Problem requirements: Word for word, transcribe the lines below and drop the pictures.

Excerpts of pointing data
<<<<

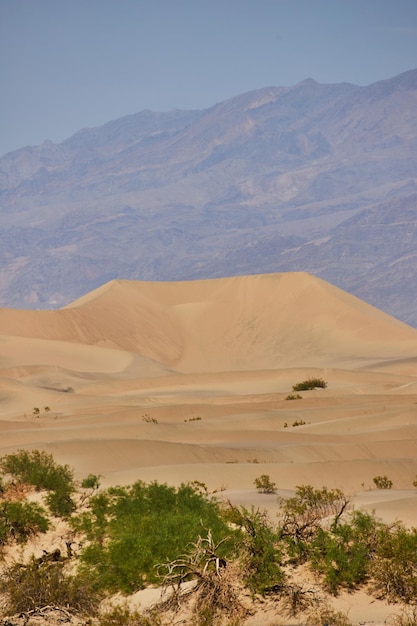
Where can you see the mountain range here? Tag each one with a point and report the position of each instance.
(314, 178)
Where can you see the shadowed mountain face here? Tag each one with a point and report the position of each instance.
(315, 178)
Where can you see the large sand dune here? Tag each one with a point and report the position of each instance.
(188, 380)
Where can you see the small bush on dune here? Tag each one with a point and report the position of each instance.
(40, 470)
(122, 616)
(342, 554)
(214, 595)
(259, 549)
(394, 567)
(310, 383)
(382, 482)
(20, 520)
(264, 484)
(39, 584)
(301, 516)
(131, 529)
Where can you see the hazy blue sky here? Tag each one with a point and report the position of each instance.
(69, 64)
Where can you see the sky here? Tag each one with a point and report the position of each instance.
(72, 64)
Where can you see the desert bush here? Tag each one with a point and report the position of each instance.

>>>>

Solution for this task:
Where can you see the mountain range here? Tag each one with a point and report the position of each instance.
(314, 178)
Where can you see the shadowed mountain face here? Tag each one with a point and report the position of each instance.
(315, 178)
Where can you see the large sand dune here? Tag each one with a point and report the position of each instance.
(188, 380)
Where can you see the small bush on dune here? Tag each one with a point and report the position of each instance.
(40, 470)
(122, 616)
(342, 554)
(214, 595)
(259, 549)
(394, 567)
(310, 383)
(382, 482)
(20, 520)
(264, 484)
(39, 584)
(301, 516)
(131, 529)
Where can you see the hazy blue sky here? Tag each one with a point and report the position of each instance.
(69, 64)
Where can you see the sky here? Tag each one with a point and report the position of each instance.
(72, 64)
Where can you see the desert bush here? Tag each one with a point and report the position of each instance.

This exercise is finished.